What is needed:
The answer is the data below, repeated exactly, with no pictures included.

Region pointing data
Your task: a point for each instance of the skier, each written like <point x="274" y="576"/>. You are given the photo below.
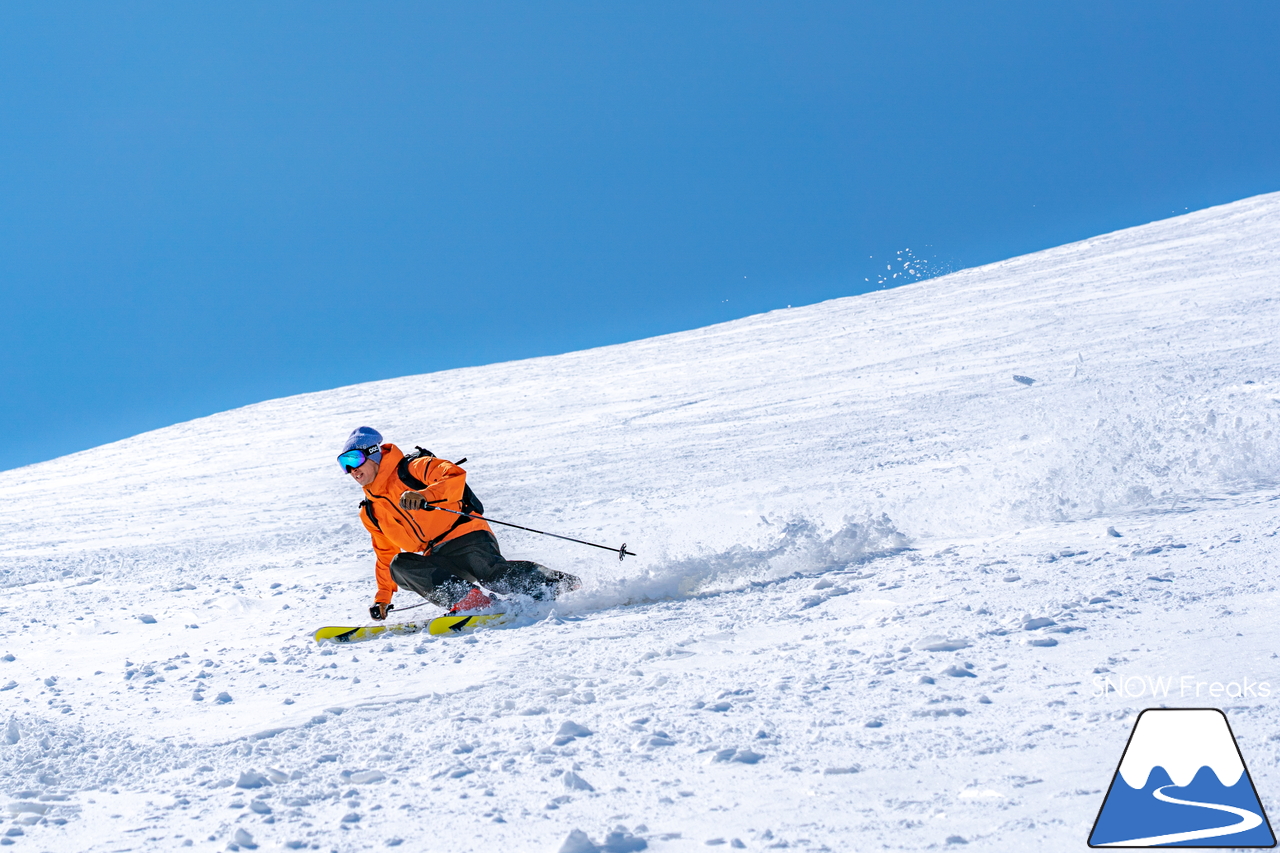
<point x="442" y="556"/>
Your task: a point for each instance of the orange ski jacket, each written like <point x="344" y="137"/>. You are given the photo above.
<point x="394" y="529"/>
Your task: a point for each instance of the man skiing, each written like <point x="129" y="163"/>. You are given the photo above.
<point x="442" y="556"/>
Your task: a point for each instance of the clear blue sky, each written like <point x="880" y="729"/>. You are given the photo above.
<point x="208" y="205"/>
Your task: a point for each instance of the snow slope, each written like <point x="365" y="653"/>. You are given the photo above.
<point x="876" y="601"/>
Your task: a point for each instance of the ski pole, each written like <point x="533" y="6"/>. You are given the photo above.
<point x="622" y="552"/>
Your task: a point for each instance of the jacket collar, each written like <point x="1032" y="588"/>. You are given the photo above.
<point x="387" y="475"/>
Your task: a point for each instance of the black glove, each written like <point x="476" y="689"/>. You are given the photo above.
<point x="415" y="501"/>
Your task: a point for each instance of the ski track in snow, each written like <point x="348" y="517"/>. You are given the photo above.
<point x="874" y="591"/>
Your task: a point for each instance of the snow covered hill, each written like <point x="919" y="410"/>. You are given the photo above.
<point x="888" y="550"/>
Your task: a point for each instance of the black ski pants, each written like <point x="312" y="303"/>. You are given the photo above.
<point x="448" y="573"/>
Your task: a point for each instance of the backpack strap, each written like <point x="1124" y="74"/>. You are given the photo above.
<point x="368" y="507"/>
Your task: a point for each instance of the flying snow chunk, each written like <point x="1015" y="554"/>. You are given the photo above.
<point x="1180" y="780"/>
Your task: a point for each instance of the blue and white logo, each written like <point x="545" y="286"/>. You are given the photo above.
<point x="1182" y="781"/>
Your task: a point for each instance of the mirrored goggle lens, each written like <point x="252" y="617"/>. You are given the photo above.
<point x="351" y="460"/>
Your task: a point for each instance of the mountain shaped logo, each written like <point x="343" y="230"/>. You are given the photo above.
<point x="1182" y="781"/>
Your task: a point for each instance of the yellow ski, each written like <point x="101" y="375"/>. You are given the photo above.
<point x="435" y="626"/>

Written answer:
Your task: a point for each instance of the skier, each written like <point x="274" y="576"/>. You are given the photo below.
<point x="442" y="556"/>
Your task: a point for each instance of the orange ski jacket, each written like <point x="344" y="137"/>. You are given the photo above.
<point x="394" y="529"/>
Your task: a point for each instance of the man skiing, each written like <point x="129" y="163"/>. You are given the photo above.
<point x="442" y="556"/>
Your task: a point for each instance of the clear blue sky, each written like <point x="880" y="729"/>. You are given the photo above.
<point x="208" y="205"/>
Your task: a point for each instance of the snow slope, each written like <point x="365" y="653"/>. You are given the photo above.
<point x="876" y="601"/>
Your task: a point for each instance of the ski pole, each written like <point x="533" y="6"/>. You are given the photo above.
<point x="622" y="552"/>
Your task: a point for each instance of the jacket collar, each written like <point x="1032" y="588"/>. You are given the photo above.
<point x="387" y="475"/>
Your task: a point for each instance of the black glove, each written like <point x="476" y="689"/>. You are given the photo above.
<point x="415" y="501"/>
Your task: a point for each instance of the ski track in snow, each written like <point x="348" y="517"/>. You are given the photo above.
<point x="874" y="591"/>
Your task: a point for each instance of the snow covered hill, each written like <point x="919" y="410"/>. You are given the photo above.
<point x="888" y="550"/>
Your task: a point for each instance of the black ski pants, each written like <point x="312" y="303"/>. You are given the photo above.
<point x="448" y="573"/>
Your task: a point for each instance of the backpack strap, each written like <point x="1124" y="74"/>. You are given the photo above.
<point x="368" y="507"/>
Your task: a point for each instance of the flying snow chunk, each written like <point x="1015" y="554"/>. You are given the photo above.
<point x="1180" y="780"/>
Your task: a point for each instance of the blue and white logo, each written like <point x="545" y="286"/>. You are given the photo above.
<point x="1182" y="781"/>
Your task: a point for each instance of the mirrored goggle lens, each written like <point x="252" y="617"/>. You are given the photo above.
<point x="351" y="460"/>
Your task: a point for each instance of the mountain shaped logo, each written like <point x="343" y="230"/>. You are given the photo above.
<point x="1182" y="781"/>
Your task: a point for each instance of the yellow ski, each written like <point x="101" y="375"/>. You are given the photo above.
<point x="435" y="626"/>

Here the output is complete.